WHAT YOU SHOULD DO: Could you write out all the records once more, exactly?

Extracted data entries
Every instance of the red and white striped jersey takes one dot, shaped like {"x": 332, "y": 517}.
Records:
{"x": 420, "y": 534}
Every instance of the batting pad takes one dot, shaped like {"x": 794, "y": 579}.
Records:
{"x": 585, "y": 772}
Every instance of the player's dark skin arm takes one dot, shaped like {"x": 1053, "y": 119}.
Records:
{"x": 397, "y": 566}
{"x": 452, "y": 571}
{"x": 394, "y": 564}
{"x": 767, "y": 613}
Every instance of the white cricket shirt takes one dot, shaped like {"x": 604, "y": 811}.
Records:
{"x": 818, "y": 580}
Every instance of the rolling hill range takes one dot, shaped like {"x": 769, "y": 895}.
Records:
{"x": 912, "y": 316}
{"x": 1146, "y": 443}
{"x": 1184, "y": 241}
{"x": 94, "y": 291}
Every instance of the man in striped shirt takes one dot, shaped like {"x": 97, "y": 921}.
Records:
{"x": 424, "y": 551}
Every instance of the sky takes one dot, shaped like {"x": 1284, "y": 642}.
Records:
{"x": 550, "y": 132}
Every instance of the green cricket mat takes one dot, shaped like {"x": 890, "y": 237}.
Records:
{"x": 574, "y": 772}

EXERCISE OUTPUT:
Every instance of the red and white striped jersey takes one dot, shaped like {"x": 332, "y": 517}.
Records:
{"x": 420, "y": 534}
Every instance of the batting pad takes one dot, shaped like {"x": 794, "y": 579}.
Records:
{"x": 585, "y": 772}
Every instance of the player's dark skin arm takes one dot, shaped like {"x": 1053, "y": 119}.
Records:
{"x": 397, "y": 566}
{"x": 452, "y": 571}
{"x": 394, "y": 564}
{"x": 767, "y": 613}
Every instance of the white cricket shirt takes one dot, shaped like {"x": 604, "y": 811}.
Records:
{"x": 818, "y": 580}
Every instance of the rolling hill range takes one dot, shaped like {"x": 769, "y": 895}.
Records:
{"x": 912, "y": 316}
{"x": 1146, "y": 443}
{"x": 1184, "y": 241}
{"x": 94, "y": 291}
Every instance of the man in striped shirt takes one dot, shaped like {"x": 97, "y": 921}.
Records:
{"x": 424, "y": 551}
Every instance of the sky takes one dot, shaped like {"x": 1284, "y": 642}.
Records:
{"x": 550, "y": 132}
Every instance of the green cricket mat takes one dot, shaped like {"x": 890, "y": 237}.
Records:
{"x": 574, "y": 772}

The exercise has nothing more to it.